(Raw records)
# # # # #
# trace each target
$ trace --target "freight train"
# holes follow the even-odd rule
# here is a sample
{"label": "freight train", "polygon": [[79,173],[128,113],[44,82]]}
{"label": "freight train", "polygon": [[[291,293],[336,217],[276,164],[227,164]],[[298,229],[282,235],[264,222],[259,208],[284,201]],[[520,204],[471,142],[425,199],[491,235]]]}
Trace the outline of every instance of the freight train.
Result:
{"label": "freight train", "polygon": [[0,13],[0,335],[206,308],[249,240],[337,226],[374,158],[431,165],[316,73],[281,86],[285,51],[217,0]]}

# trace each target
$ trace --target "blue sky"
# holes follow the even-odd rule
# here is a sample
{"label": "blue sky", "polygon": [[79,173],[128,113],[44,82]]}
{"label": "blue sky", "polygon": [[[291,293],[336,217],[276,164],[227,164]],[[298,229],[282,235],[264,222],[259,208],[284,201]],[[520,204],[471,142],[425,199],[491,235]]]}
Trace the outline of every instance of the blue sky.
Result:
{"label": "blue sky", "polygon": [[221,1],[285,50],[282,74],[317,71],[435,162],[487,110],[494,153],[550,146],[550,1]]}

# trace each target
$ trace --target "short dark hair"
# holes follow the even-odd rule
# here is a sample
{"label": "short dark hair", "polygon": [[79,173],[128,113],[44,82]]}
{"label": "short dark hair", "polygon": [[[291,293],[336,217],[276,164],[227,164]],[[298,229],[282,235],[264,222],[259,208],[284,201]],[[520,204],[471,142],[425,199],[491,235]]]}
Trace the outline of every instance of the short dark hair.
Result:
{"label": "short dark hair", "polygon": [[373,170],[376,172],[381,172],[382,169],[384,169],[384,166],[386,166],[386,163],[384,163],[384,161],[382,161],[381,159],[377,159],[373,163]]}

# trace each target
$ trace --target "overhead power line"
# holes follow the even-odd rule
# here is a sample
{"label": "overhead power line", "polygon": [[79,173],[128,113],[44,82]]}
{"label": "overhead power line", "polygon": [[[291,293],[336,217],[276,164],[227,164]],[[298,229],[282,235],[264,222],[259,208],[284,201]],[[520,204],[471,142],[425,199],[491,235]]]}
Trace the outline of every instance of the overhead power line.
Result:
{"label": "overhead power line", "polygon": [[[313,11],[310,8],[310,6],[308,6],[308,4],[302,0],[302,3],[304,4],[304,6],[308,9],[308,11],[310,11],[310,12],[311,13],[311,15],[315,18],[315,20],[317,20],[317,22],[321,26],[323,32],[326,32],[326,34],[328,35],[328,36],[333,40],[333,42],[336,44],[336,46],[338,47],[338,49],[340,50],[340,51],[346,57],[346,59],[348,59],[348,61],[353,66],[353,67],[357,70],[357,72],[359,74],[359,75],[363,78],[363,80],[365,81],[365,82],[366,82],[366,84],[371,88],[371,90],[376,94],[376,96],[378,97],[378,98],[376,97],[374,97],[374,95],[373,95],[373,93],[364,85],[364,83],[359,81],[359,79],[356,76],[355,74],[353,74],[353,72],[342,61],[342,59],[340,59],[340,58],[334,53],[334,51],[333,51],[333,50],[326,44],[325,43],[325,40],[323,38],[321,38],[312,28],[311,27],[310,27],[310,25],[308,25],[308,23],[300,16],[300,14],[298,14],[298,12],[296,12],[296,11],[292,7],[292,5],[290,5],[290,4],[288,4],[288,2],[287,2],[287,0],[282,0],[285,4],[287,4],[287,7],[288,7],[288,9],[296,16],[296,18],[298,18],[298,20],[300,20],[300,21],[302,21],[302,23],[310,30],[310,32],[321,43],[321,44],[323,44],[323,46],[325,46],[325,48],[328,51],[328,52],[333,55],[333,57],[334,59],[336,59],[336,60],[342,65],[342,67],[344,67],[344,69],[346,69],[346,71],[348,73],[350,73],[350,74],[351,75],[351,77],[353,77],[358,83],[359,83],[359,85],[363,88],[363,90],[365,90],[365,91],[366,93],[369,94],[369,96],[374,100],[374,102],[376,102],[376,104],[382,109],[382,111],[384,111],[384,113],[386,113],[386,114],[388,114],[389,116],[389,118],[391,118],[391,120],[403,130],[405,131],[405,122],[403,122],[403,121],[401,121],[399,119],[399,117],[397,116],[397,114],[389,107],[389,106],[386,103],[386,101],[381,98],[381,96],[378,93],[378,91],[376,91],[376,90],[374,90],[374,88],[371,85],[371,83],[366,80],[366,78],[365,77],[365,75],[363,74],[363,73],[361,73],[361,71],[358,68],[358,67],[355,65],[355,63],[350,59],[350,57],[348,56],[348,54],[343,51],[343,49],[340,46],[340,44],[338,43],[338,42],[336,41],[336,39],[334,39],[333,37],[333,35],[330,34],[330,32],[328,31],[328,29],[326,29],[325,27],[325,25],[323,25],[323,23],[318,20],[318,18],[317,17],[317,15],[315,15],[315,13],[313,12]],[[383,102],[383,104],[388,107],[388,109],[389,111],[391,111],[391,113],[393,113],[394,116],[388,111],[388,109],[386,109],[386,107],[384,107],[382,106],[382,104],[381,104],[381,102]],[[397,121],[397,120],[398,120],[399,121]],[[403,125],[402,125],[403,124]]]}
# # # # #
PROBLEM DESCRIPTION:
Reproduce the listing above verbatim, from first line to last.

EXERCISE OUTPUT:
# trace each target
$ trace --target "freight train"
# holes follow the even-odd rule
# here is a sample
{"label": "freight train", "polygon": [[79,173],[128,113],[44,82]]}
{"label": "freight train", "polygon": [[[291,293],[336,217],[276,164],[227,164]],[[298,229],[282,235],[264,222],[259,208],[284,201]],[[520,204],[471,142],[425,199],[491,235]]]}
Trace the outline of every instance of the freight train.
Result:
{"label": "freight train", "polygon": [[0,13],[0,335],[206,308],[249,240],[337,226],[374,158],[431,165],[316,73],[281,86],[285,51],[217,0]]}

# trace each target
$ trace --target "blue sky"
# holes follow the even-odd rule
# here is a sample
{"label": "blue sky", "polygon": [[79,173],[128,113],[44,82]]}
{"label": "blue sky", "polygon": [[[291,293],[336,217],[276,164],[227,164]],[[298,229],[282,235],[264,222],[259,208],[284,201]],[[520,204],[471,142],[425,199],[491,235]]]}
Trace the outline of every instance of the blue sky.
Result:
{"label": "blue sky", "polygon": [[221,1],[285,50],[282,74],[317,71],[435,162],[487,110],[494,153],[550,146],[550,1]]}

# trace each target
$ trace --target "short dark hair"
# holes follow the even-odd rule
# here is a sample
{"label": "short dark hair", "polygon": [[79,173],[128,113],[44,82]]}
{"label": "short dark hair", "polygon": [[[291,293],[336,217],[276,164],[227,164]],[[298,229],[282,235],[264,222],[259,208],[284,201]],[[520,204],[471,142],[425,199],[491,235]]]}
Trace the outline of every instance of the short dark hair.
Result:
{"label": "short dark hair", "polygon": [[373,170],[376,172],[381,172],[382,169],[384,169],[384,166],[386,166],[386,163],[384,163],[384,161],[382,161],[381,159],[377,159],[373,163]]}

# trace each target
$ trace --target "overhead power line"
# holes follow the even-odd rule
# here is a sample
{"label": "overhead power line", "polygon": [[79,173],[128,113],[44,82]]}
{"label": "overhead power line", "polygon": [[[291,293],[336,217],[276,164],[227,164]],[[298,229],[282,235],[264,222],[259,208],[284,201]],[[520,204],[471,142],[425,199],[491,235]]]}
Trace the outline of every instance of the overhead power line.
Result:
{"label": "overhead power line", "polygon": [[[313,11],[310,8],[310,6],[308,6],[308,4],[302,0],[302,3],[304,4],[304,6],[308,9],[308,11],[310,11],[310,12],[311,13],[311,15],[315,18],[315,20],[317,20],[317,22],[321,26],[323,32],[326,32],[326,34],[328,35],[328,36],[333,40],[333,42],[336,44],[336,46],[338,47],[338,49],[340,50],[340,51],[346,57],[346,59],[348,59],[348,61],[353,66],[353,67],[357,70],[357,72],[359,74],[359,75],[363,78],[363,80],[365,81],[365,82],[366,82],[366,84],[371,88],[371,90],[376,94],[376,96],[378,97],[378,98],[376,97],[374,97],[374,95],[373,95],[373,93],[364,85],[364,83],[359,81],[359,79],[356,76],[355,74],[353,74],[353,72],[342,61],[342,59],[340,59],[340,58],[334,53],[334,51],[333,51],[333,50],[326,44],[325,43],[325,40],[323,38],[321,38],[312,28],[311,27],[310,27],[310,25],[308,25],[308,23],[300,16],[300,14],[298,14],[298,12],[296,12],[296,11],[292,7],[292,5],[290,5],[290,4],[288,4],[288,2],[287,2],[287,0],[282,0],[285,4],[287,4],[287,7],[288,7],[288,9],[296,16],[296,18],[298,18],[298,20],[300,20],[300,21],[302,21],[302,23],[310,30],[310,32],[321,43],[321,44],[323,44],[323,46],[325,46],[325,48],[328,51],[328,52],[333,55],[333,57],[334,59],[336,59],[336,60],[342,65],[342,67],[344,67],[344,69],[346,69],[346,71],[348,73],[350,73],[350,74],[351,75],[351,77],[353,77],[358,83],[359,83],[359,85],[363,88],[363,90],[365,90],[365,91],[366,93],[369,94],[369,96],[374,100],[374,102],[376,102],[376,104],[382,109],[382,111],[384,111],[384,113],[386,113],[386,114],[388,114],[389,116],[389,118],[391,118],[391,120],[403,130],[405,131],[405,122],[403,122],[403,121],[401,121],[399,119],[399,117],[397,116],[397,114],[389,107],[389,106],[386,103],[386,101],[381,98],[381,96],[378,93],[378,91],[376,91],[376,90],[374,90],[374,88],[371,85],[371,83],[366,80],[366,78],[365,77],[365,75],[363,74],[363,73],[361,73],[361,71],[358,68],[358,67],[355,65],[355,63],[350,59],[350,57],[348,56],[348,54],[343,51],[343,49],[340,46],[340,44],[338,43],[338,42],[336,41],[336,39],[334,39],[333,37],[333,35],[330,34],[330,32],[328,31],[328,29],[326,29],[325,27],[325,25],[323,25],[323,23],[318,20],[318,18],[317,17],[317,15],[315,15],[315,13],[313,12]],[[383,102],[383,104],[388,107],[388,109],[389,111],[391,111],[391,113],[393,113],[394,116],[388,111],[388,109],[386,109],[386,107],[384,107],[382,106],[382,104],[381,104],[381,102]],[[397,121],[397,120],[398,120],[399,121]],[[403,125],[402,125],[403,124]]]}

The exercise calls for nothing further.